DOCUMENT TEXT:
....

The case, brought by the City of New York and seven state governments, involves the Trump Justice Department's attempts to impose immigration-related conditions on state and local governments that receive Byrne Memorial Justice Assistance Grants intended to aid law enforcement operations.
In 2017, then-Attorney General Jeff Sessions sought to cut Byrne Memorial Justice Assistance Grant funds to state and local governments that fail to meet three conditions:
1. Prove compliance with 8 USC Section 1373, a federal law that bars cities or states from restricting communications by their employees with the Department of Homeland Security and Immigration and Customs Enforcement (ICE) about the immigration or citizenship status of individuals targeted by these federal agencies.
2. Allow DHS officials access into any detention facility to determine the immigration status of any aliens being held.
3. Give DHS 48 hours' notice before a jail or prison releases a person when DHS has sent over a detention request, so the feds can arrange to take custody of the alien after he or she is released.
All three conditions have been struck down by every other federal court that considered them because they were never properly authorized by Congress, which has exclusive authority over federal spending. In addition, every court to have considered the matter since the Supreme Court's May 2018 ruling in Murphy v. NCAA have ruled that Section 1373 is itself unconstitutional, because it violates Supreme Court precedent barring federal commandeering of state and local governments. I explained how Murphy undermines Section 1373 and otherwise helps sanctuary cities here, here, here. and most fully in a recent Texas Law Review article, which provides a comprehensive overview of all Trump-era sanctuary city litigation up through mid-2019.
The Second Circuit ruling in New York v. Department of Justice goes against this broad judicial consensus. That doesn't necessarily mean it is wrong. But, in fact, it is badly wrong for a whole host of reasons.

....

STATED EXERCISE: Please summarize the passage above on the sanctuary city grant conditions in two sentences.

[Records of labeled points]
....

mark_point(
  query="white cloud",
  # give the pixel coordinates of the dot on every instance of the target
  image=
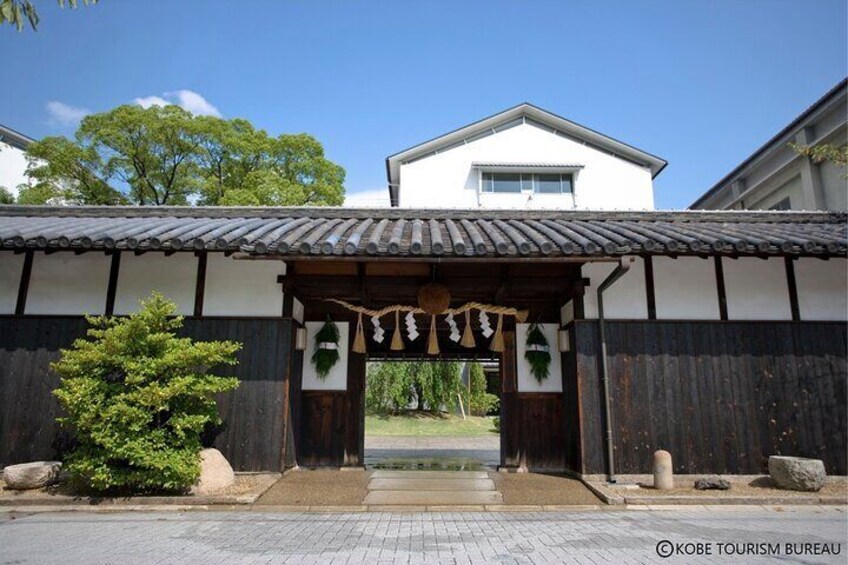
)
(186, 99)
(64, 115)
(374, 198)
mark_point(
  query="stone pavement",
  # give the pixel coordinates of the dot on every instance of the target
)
(609, 536)
(432, 452)
(432, 488)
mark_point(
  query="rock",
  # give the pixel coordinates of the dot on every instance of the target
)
(663, 470)
(797, 473)
(215, 473)
(712, 483)
(32, 475)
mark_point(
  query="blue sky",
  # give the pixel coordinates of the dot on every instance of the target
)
(701, 84)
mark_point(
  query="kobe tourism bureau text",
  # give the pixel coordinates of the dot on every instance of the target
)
(668, 548)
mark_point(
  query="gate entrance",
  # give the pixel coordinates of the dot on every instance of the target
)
(427, 415)
(486, 309)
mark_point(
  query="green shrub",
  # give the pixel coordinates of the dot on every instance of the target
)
(480, 402)
(138, 398)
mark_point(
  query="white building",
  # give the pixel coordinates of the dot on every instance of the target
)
(776, 177)
(523, 158)
(13, 162)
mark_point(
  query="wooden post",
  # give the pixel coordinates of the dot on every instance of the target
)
(23, 287)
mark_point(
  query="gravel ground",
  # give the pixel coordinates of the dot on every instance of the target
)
(319, 487)
(542, 489)
(244, 484)
(761, 487)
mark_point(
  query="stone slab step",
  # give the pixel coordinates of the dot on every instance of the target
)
(432, 484)
(430, 475)
(432, 497)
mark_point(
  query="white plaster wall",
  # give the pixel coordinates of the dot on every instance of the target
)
(242, 288)
(11, 266)
(297, 310)
(834, 185)
(12, 167)
(756, 289)
(337, 377)
(685, 289)
(526, 381)
(68, 284)
(822, 289)
(447, 180)
(174, 277)
(625, 300)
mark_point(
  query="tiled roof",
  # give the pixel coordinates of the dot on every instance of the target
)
(413, 233)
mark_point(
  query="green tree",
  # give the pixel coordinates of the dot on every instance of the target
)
(165, 155)
(836, 154)
(394, 386)
(67, 172)
(18, 12)
(137, 399)
(6, 196)
(479, 401)
(389, 387)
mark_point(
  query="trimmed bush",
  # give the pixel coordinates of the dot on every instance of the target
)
(137, 399)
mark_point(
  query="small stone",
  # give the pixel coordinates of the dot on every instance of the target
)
(797, 473)
(712, 483)
(215, 473)
(663, 470)
(36, 474)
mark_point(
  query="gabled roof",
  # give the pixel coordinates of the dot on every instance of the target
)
(14, 138)
(422, 235)
(498, 122)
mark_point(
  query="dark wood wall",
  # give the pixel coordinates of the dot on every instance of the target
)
(537, 431)
(254, 423)
(720, 396)
(331, 424)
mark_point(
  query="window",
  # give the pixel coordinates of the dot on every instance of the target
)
(782, 205)
(548, 183)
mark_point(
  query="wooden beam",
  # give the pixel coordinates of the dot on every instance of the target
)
(23, 287)
(649, 288)
(112, 288)
(793, 289)
(200, 284)
(722, 294)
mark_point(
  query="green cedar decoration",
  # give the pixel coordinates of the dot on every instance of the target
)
(326, 348)
(538, 353)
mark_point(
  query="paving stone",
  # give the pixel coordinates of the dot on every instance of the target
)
(431, 484)
(429, 474)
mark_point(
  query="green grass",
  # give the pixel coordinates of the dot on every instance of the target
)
(424, 424)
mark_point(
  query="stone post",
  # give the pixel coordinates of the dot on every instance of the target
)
(663, 470)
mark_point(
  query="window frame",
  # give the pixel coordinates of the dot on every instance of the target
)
(564, 176)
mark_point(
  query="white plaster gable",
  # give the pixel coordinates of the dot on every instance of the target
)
(450, 178)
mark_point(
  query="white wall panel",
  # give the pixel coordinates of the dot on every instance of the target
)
(685, 289)
(68, 284)
(174, 277)
(11, 266)
(624, 300)
(526, 381)
(242, 288)
(756, 289)
(337, 377)
(822, 289)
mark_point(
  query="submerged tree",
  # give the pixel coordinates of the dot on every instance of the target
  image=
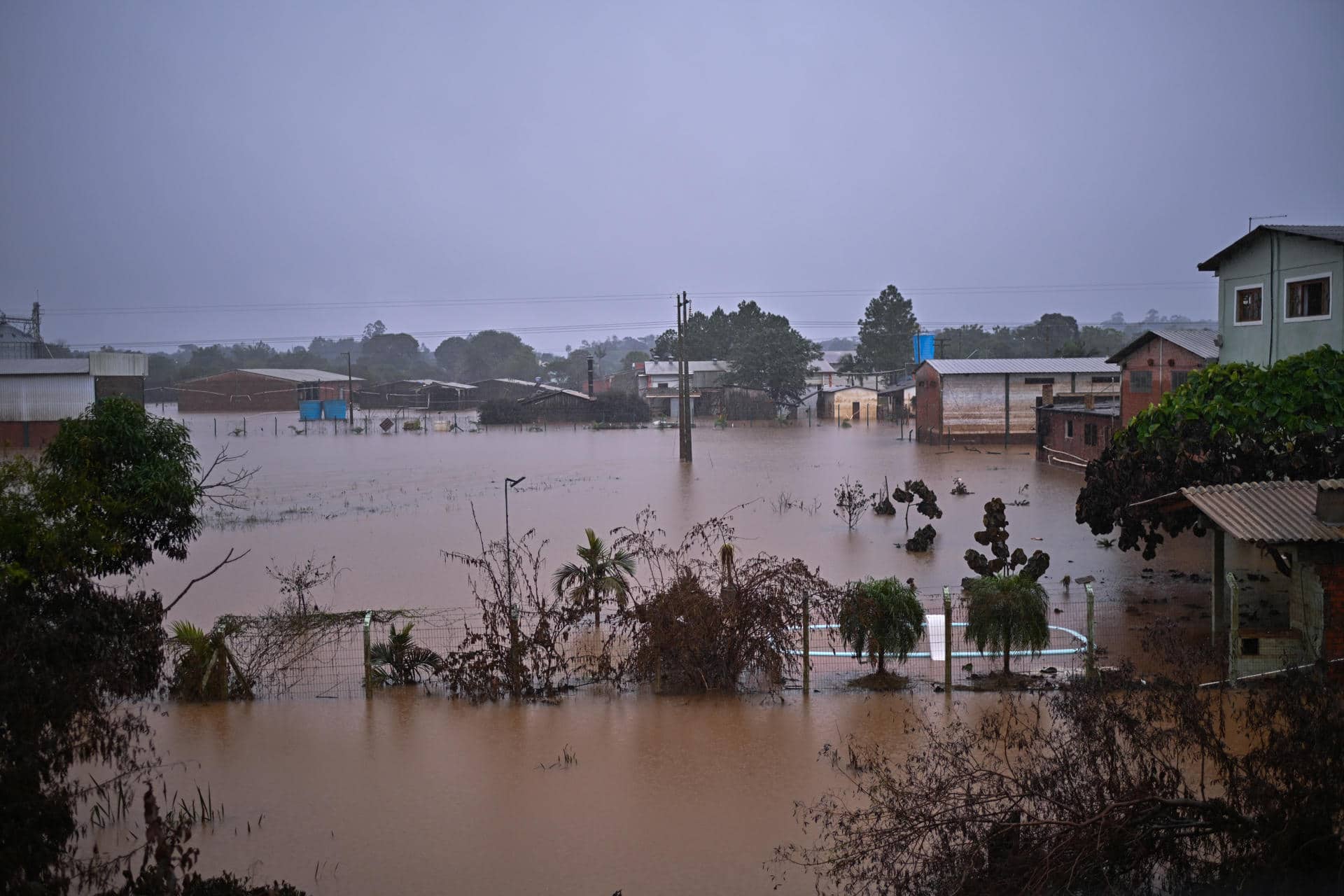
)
(600, 573)
(881, 617)
(400, 660)
(851, 503)
(1007, 609)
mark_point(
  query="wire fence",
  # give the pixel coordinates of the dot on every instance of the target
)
(335, 656)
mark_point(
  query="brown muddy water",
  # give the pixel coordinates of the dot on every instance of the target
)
(409, 793)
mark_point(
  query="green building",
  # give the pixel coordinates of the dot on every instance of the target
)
(1280, 292)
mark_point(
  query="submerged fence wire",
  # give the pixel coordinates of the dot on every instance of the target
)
(324, 654)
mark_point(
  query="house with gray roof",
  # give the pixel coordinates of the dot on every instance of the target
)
(1278, 290)
(995, 399)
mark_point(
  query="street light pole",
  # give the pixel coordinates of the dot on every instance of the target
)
(508, 578)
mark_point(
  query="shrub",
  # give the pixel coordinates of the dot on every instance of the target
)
(881, 617)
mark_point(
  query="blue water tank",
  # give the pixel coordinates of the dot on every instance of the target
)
(923, 347)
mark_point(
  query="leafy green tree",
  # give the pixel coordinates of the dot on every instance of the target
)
(773, 358)
(1228, 424)
(115, 488)
(881, 617)
(598, 574)
(203, 665)
(1007, 608)
(400, 660)
(886, 333)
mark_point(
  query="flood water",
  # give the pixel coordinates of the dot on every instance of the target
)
(421, 794)
(387, 505)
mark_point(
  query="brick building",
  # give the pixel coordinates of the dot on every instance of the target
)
(1075, 429)
(38, 393)
(993, 399)
(1300, 526)
(260, 388)
(1158, 363)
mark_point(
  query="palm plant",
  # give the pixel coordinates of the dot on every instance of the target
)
(204, 668)
(1006, 614)
(598, 574)
(881, 617)
(400, 660)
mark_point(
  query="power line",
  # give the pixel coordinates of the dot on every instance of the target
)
(625, 298)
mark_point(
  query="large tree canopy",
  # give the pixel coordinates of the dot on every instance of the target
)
(1228, 424)
(885, 333)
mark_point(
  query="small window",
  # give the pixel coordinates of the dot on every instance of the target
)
(1308, 298)
(1249, 305)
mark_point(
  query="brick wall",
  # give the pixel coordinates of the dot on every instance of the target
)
(1161, 359)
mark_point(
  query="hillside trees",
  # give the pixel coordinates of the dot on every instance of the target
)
(1228, 424)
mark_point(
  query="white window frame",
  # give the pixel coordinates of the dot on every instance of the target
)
(1329, 298)
(1237, 300)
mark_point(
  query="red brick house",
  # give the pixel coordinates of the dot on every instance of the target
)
(260, 388)
(1158, 363)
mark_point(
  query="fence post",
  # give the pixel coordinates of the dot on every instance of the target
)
(369, 656)
(946, 638)
(1091, 657)
(1234, 621)
(806, 647)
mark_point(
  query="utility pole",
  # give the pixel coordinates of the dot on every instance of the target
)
(350, 394)
(683, 312)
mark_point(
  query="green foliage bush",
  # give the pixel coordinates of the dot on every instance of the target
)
(1228, 424)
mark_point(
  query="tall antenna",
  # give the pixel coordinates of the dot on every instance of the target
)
(1250, 220)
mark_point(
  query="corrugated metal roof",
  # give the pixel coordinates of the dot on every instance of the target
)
(1331, 232)
(51, 397)
(43, 365)
(1200, 342)
(1022, 365)
(298, 374)
(668, 368)
(1266, 512)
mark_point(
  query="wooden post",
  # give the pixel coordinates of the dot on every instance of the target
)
(1234, 636)
(1091, 657)
(1219, 596)
(806, 647)
(369, 656)
(946, 638)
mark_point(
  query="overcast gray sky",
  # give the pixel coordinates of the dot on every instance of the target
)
(288, 169)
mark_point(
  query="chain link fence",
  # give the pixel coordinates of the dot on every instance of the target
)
(337, 654)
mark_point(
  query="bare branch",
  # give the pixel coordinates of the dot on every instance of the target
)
(229, 558)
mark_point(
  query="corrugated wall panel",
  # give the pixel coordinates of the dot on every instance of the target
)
(45, 398)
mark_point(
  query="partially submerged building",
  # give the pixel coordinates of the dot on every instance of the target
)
(1158, 363)
(1300, 527)
(993, 399)
(1075, 429)
(421, 394)
(854, 403)
(261, 388)
(36, 394)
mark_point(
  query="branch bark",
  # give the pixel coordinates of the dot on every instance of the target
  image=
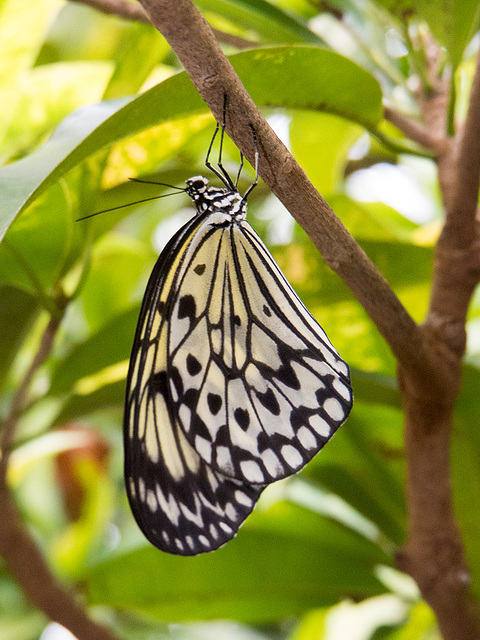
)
(192, 40)
(434, 554)
(429, 360)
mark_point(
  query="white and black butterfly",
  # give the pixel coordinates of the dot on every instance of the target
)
(232, 384)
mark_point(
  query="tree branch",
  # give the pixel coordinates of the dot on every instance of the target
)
(412, 129)
(429, 368)
(434, 553)
(211, 73)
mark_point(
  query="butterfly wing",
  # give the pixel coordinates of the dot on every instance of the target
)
(181, 504)
(257, 387)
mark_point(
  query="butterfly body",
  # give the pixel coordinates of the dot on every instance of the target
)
(232, 383)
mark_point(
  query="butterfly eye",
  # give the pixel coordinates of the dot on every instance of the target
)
(232, 384)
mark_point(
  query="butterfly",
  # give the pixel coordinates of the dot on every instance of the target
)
(232, 384)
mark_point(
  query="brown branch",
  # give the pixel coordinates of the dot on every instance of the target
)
(434, 553)
(429, 368)
(211, 73)
(130, 11)
(21, 554)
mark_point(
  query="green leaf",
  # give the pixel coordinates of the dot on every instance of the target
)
(17, 313)
(332, 136)
(22, 29)
(51, 92)
(288, 562)
(109, 346)
(294, 77)
(106, 396)
(364, 465)
(270, 23)
(452, 22)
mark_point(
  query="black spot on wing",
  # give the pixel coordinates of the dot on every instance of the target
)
(242, 417)
(187, 308)
(269, 401)
(214, 403)
(193, 365)
(200, 269)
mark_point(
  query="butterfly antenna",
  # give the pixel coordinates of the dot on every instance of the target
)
(131, 204)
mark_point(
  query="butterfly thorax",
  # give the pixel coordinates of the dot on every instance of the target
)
(216, 199)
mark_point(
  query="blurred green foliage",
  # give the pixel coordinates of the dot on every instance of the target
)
(89, 101)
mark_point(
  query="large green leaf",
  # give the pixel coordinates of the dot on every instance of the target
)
(453, 22)
(364, 465)
(109, 346)
(269, 22)
(295, 77)
(22, 29)
(281, 564)
(17, 313)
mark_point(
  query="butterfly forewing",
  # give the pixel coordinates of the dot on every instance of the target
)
(257, 387)
(232, 383)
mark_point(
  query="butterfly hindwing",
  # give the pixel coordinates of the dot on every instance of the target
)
(232, 384)
(181, 504)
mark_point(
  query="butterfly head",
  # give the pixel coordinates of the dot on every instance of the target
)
(196, 187)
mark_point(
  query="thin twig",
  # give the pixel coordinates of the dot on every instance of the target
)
(411, 128)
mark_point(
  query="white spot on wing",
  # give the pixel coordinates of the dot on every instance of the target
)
(242, 498)
(272, 463)
(320, 425)
(291, 456)
(252, 471)
(204, 448)
(306, 437)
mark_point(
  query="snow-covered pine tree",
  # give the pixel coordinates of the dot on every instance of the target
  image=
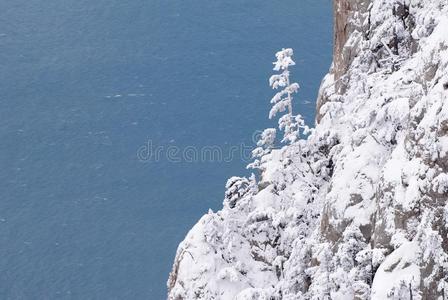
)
(282, 101)
(265, 144)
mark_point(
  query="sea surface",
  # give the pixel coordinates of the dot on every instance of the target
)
(90, 91)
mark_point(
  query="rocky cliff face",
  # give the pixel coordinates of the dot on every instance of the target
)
(359, 208)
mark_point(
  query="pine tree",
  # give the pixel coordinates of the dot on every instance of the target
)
(282, 101)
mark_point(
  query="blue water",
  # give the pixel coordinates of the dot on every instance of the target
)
(85, 84)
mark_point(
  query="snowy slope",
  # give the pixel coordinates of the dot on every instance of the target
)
(358, 209)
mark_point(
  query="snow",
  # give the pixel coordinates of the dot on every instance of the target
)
(358, 207)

....

ANSWER TO THIS PROBLEM: New York City and seven state governments sued over the Trump Justice Department's effort, begun by then-Attorney General Jeff Sessions in 2017, to cut Byrne Memorial Justice Assistance Grant funds to governments that did not prove compliance with 8 USC Section 1373, allow DHS officials into detention facilities, and give DHS 48 hours' notice before releasing a person named in a detention request. Every other federal court that considered these conditions struck them down as never properly authorized by Congress, but the Second Circuit ruling in New York v. Department of Justice goes against that consensus and, according to the passage, is badly wrong.